Improving Weights and Biases

We have predictions with random weights and biases. What we need to do is to get these weights and biases to be the right numbers rather than random numbers. To do this we need to use Gradient Descent to improve the weights. Here's roughly what we need to do:

Create a loss function to measure how close (or far) off we are
Calculate the gradient (slope) so we know which direction to step
Adjust our values in that direction
Repeat many times

The first thing we need to use gradient descent is we need a loss function. Let's use something simple, how far off we were. If the correct answer was 1, and we predicted a 0.5 that would be a loss of 0.5. We will do this for every class

The one addition is that we will add something called a sigmoid. All a sigmoid is doing is ensuring that all of our predictions land between 0 and 1. We never want to predict anything outside of these ranges.

Note: If you want more of a background on what is going on here, please take a look at my series on Gradient Descent where I dive deeper on this. We will be calculating a gradient - which are equivilant to the "Path Value"

Loss Function

def mnist_loss(predictions, targets):
    
    # make all prediction between 0 and 1
    predictions = predictions.sigmoid()
    
    # Difference between predictions and target
    return torch.where(targets==1, 1-predictions, predictions).mean()

mnist_loss(simple_net(x),y),mnist_loss(simple_net(valid_x),valid_y)

(tensor(0.4779, grad_fn=<MeanBackward0>),
 tensor(0.4793, grad_fn=<MeanBackward0>))

Calculate Gradient

Now we have a function we need to optimize and a loss function to tell us our error. We are ready for gradient descent. Let's create a function to change our weights.

First, we will make sure our datasets are in a DataLoader. This is convenience class that helps manage our data and get batches.

Note: This is the same from part 1

dl = DataLoader(dset, batch_size=1000, shuffle=True)
valid_dl = DataLoader(valid_dset, batch_size=1000)

# Example for how to get the first batch
xb,yb = first(dl)
valid_xb,valid_yb = first(valid_dl)

def calc_grad(xb, yb, model):
    
    # calculate predictions
    preds = model(xb)
    
    # calculate loss
    loss = mnist_loss(preds, yb)
    
    # Adjust weights based on gradients
    loss.backward()

Train the Model

Note: This is the same from part 1

def train_epoch(model, lr, params):
    for xb,yb in dl:
        calc_grad(xb, yb, model)
        for p in params:
            p.data -= p.grad*lr
            p.grad.zero_()

Measure Accuracy on Batch

def batch_accuracy(xb, yb):    
    # this is checking for each row, which column has the highest score.
    # p_inds, y_inds gives the index highest score, which is our prediction.
    p_out, p_inds = torch.max(xb,dim=1)
    y_out, y_inds = torch.max(yb,dim=1)
    
    # Compre predictions with actual
    correct = p_inds == y_inds
    
    # average how often we are right (accuracy)
    return correct.float().mean()

Measure Accuracy on All

Note: This is the same from part 1

def validate_epoch(model):
    # Calculate accuracy on the entire validation set
    accs = [batch_accuracy(model(xb), yb) for xb,yb in valid_dl]
    
    # Combine accuracy from each batch and round
    return round(torch.stack(accs).mean().item(), 4)

Initialize weights and biases

# With this problem being much harder, I will give it more weights to work with

complexity = 500 
w1 = init_params((28*28,complexity))

[Data records]
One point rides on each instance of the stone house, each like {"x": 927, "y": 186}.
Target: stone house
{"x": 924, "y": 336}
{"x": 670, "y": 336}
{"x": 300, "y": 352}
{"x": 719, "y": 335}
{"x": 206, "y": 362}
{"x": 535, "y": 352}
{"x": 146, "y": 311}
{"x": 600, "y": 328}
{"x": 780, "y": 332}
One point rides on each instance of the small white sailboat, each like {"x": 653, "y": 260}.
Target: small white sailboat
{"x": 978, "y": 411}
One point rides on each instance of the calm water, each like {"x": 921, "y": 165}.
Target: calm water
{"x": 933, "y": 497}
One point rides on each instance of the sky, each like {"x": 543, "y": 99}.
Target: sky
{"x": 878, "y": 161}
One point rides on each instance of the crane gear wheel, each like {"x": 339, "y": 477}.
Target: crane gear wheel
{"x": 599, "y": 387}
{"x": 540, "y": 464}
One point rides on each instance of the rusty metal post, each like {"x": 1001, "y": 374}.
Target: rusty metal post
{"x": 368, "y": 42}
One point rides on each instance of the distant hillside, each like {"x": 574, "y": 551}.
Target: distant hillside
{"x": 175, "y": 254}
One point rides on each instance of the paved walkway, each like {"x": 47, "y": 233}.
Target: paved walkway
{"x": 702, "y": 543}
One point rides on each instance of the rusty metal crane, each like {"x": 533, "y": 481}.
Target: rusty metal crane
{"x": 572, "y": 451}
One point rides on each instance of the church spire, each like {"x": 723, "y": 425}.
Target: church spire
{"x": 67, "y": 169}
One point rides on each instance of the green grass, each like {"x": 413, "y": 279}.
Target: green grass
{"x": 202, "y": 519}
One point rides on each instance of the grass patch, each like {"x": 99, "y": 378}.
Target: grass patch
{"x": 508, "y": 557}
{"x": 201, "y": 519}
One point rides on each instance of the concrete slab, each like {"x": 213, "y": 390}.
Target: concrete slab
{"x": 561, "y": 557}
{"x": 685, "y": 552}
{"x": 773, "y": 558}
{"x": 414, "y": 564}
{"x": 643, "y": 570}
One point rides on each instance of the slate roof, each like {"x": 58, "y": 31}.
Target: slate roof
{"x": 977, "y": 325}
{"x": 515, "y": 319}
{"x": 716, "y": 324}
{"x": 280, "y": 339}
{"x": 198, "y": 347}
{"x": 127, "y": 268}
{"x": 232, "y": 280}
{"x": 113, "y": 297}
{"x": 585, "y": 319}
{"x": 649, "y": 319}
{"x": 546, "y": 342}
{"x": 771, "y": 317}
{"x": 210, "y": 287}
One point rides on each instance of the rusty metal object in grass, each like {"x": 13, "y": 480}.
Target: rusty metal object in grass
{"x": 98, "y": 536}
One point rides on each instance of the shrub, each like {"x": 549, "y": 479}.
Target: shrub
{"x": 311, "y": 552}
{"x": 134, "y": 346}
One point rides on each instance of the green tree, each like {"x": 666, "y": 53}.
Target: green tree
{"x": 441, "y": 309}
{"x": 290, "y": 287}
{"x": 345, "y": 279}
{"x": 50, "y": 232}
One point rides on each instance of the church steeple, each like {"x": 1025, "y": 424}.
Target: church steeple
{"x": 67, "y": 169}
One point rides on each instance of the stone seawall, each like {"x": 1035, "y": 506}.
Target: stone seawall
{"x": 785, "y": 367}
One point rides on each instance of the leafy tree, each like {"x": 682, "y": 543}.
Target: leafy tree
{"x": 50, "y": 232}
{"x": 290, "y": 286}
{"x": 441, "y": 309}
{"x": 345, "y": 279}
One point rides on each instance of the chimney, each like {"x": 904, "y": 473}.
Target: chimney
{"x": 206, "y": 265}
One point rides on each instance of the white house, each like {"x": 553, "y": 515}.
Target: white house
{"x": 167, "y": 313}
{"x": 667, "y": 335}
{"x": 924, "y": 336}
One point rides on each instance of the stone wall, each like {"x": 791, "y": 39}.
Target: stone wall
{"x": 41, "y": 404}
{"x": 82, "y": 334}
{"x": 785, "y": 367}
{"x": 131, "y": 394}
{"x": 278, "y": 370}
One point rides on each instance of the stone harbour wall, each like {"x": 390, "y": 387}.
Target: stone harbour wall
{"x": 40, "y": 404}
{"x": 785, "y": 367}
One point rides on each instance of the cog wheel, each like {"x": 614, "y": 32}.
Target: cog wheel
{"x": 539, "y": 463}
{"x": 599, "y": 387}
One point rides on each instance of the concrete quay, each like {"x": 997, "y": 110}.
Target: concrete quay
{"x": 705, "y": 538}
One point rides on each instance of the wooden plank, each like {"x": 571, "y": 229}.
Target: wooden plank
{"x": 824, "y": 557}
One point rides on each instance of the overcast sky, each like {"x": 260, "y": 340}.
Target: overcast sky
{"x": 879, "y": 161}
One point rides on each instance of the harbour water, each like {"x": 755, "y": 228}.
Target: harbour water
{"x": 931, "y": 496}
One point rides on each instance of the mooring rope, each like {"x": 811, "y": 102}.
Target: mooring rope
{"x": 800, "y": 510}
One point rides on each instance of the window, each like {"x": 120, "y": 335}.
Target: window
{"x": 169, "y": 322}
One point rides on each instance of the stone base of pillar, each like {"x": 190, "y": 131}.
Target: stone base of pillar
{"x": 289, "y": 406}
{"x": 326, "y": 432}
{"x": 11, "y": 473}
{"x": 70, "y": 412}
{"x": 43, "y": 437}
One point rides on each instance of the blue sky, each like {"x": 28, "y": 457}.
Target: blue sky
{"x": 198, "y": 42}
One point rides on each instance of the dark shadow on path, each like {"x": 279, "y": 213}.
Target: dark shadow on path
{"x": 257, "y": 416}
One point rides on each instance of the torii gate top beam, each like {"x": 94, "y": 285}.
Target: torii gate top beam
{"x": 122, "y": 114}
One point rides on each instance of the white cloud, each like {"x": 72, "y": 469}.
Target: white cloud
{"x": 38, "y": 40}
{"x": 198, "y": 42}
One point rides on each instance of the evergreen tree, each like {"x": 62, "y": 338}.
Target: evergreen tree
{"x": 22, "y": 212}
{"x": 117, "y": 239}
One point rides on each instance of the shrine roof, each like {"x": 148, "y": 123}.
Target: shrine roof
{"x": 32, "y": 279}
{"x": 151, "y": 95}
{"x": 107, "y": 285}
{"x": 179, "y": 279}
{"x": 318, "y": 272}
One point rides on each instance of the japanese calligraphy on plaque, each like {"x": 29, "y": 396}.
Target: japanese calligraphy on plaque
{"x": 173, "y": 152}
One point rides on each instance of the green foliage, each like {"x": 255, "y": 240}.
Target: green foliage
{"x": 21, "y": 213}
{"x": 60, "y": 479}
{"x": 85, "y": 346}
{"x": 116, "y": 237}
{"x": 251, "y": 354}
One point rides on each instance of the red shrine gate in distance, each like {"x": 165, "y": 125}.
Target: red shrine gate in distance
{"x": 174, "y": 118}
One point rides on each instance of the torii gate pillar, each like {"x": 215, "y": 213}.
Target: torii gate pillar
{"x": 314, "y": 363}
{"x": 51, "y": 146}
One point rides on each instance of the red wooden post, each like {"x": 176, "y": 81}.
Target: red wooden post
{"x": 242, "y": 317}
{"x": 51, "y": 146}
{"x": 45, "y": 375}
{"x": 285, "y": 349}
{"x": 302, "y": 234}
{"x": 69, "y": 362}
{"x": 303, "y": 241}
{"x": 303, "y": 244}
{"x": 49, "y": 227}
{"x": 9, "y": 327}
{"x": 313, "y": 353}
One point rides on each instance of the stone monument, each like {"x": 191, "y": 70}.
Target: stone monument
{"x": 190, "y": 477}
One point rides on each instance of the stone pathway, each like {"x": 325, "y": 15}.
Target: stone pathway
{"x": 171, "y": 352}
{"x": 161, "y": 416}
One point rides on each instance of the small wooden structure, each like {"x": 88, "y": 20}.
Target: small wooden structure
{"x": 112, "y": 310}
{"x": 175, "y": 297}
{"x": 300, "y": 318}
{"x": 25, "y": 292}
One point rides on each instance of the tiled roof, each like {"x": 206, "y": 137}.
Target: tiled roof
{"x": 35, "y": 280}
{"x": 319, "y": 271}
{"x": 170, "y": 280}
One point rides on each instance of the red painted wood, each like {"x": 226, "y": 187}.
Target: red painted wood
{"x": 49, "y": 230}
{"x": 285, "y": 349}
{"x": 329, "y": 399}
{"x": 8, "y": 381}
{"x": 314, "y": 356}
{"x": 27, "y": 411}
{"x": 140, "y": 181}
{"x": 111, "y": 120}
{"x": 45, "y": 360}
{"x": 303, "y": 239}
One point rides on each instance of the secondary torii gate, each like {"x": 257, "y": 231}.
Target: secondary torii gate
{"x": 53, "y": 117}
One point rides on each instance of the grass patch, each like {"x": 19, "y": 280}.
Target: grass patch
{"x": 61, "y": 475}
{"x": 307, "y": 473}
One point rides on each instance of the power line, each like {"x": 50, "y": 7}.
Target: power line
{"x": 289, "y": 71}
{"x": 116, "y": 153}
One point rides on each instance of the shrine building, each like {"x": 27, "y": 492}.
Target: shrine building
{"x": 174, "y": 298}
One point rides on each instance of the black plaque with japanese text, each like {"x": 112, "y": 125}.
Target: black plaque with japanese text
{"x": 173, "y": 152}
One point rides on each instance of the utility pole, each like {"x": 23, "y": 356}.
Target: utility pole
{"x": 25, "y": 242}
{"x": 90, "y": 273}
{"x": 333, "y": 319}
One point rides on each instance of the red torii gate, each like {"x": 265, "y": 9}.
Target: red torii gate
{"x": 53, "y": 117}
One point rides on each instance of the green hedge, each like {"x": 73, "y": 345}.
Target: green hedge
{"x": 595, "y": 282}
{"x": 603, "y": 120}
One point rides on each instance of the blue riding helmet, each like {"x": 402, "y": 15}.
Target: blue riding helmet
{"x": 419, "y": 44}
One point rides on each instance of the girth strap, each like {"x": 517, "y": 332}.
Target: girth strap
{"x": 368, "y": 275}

### Written exercise
Could you carry on the gradient descent tutorial from the point where it ends? The lines above play no role here.

### Response
b1 = init_params(complexity)
w2 = init_params((complexity,10))
b2 = init_params(10)

params = w1,b1,w2,b2

Train the Model

Below we will actually train our model.

lr = 50
# epoch means # of passes through our data (60,000 images)
epochs = 30
loss_old = 9999999

for i in range(epochs):
    train_epoch(simple_net, lr, params)
    
    # Print Accuracy metric every 10 iterations
    if (i % 10 == 0) or (i == epochs - 1):
        print('Accuracy:'+ str(round(validate_epoch(simple_net)*100,2))+'%')
        
    loss_new = mnist_loss(simple_net(x),y)
    
    loss_old = loss_new

Accuracy:22.67%
Accuracy:32.56%
Accuracy:33.12%
Accuracy:34.25%

Results

A few key points:

The Loss is not the same as the metric (Accuracy). Loss is what the models use, Accuracy is more meaningful to us humans.
We see that our loss slowly decreases each epoch. Our accuracy is getting better over time as well.

We start at about 10% accuracy, which makes sense. With random weights we predict correctly 1/10 times. With 10 digits that sounds like a random guess. Over time, we slowly decrease the loss and after 30 epochs we are around 36% accuracy. Much better! We could keep training more to keep improving accuracy, but I think we see the idea.

This Model vs SOTA

What is different about this model than a best practice model?

This model is only 1 layer. State of the art for image recognitions will use more layers. Resnet 34 and Resnet 50 are common (34 and 50 layers). This would just mean we would alternate between the ReLu and linear layers and duplicate what we are doing with more weights and biases.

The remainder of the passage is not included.